— Start Input for this task —
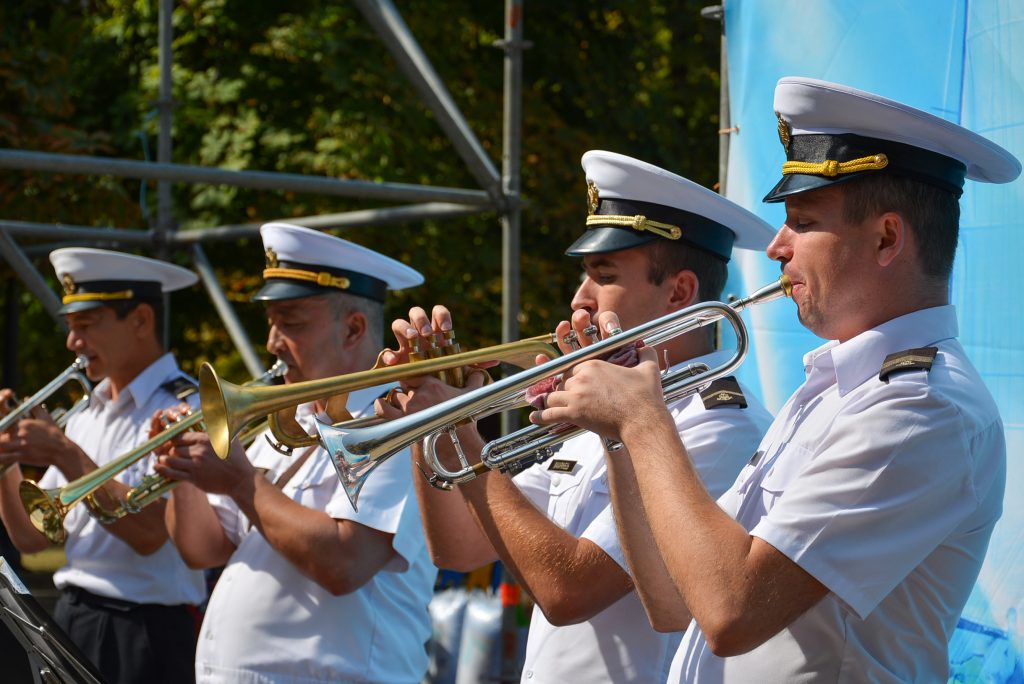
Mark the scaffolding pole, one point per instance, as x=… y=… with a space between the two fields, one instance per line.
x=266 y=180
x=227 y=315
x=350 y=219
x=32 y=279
— End Input for this task —
— Start Input for this task —
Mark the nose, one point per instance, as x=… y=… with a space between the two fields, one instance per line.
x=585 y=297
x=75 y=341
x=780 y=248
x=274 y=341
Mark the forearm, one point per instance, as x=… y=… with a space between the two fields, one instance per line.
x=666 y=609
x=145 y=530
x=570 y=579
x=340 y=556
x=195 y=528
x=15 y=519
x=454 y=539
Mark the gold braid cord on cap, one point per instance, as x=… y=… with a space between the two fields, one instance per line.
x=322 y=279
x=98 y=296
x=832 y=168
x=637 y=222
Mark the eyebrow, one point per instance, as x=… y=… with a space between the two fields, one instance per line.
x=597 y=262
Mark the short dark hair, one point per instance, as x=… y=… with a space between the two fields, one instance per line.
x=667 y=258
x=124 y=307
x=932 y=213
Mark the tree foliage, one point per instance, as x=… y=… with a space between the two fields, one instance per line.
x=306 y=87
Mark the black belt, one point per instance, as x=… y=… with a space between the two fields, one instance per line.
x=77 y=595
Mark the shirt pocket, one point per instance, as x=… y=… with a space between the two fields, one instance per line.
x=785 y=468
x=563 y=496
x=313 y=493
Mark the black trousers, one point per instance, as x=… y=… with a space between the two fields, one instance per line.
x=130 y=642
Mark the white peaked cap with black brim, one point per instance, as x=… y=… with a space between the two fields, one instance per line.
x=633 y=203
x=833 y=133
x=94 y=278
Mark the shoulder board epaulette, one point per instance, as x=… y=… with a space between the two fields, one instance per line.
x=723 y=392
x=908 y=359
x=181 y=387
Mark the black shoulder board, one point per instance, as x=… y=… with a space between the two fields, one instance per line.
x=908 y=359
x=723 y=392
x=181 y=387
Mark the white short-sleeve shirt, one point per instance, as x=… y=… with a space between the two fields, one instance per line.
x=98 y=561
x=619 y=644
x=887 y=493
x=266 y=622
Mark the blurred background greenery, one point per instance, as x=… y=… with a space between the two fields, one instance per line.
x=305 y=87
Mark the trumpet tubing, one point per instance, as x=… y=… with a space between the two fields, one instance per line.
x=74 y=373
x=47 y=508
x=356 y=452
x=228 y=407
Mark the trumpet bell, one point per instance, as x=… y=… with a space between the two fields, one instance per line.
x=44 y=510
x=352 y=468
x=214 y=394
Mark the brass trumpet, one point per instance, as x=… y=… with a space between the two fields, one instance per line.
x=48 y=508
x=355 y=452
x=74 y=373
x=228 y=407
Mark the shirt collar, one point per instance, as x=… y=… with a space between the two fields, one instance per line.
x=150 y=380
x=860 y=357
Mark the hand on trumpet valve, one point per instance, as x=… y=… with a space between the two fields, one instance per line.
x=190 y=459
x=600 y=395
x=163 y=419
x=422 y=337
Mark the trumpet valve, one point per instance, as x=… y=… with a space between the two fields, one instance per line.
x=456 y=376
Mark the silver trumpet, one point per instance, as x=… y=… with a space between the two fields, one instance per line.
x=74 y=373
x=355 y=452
— End Input for this task —
— Start Input for this task —
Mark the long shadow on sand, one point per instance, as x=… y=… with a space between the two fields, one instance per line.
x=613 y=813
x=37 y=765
— End Input for this task —
**What is asked:** How many lines in the items above contain the word "trumpet"? Reply with the number only.

**Output of the exercise:** 6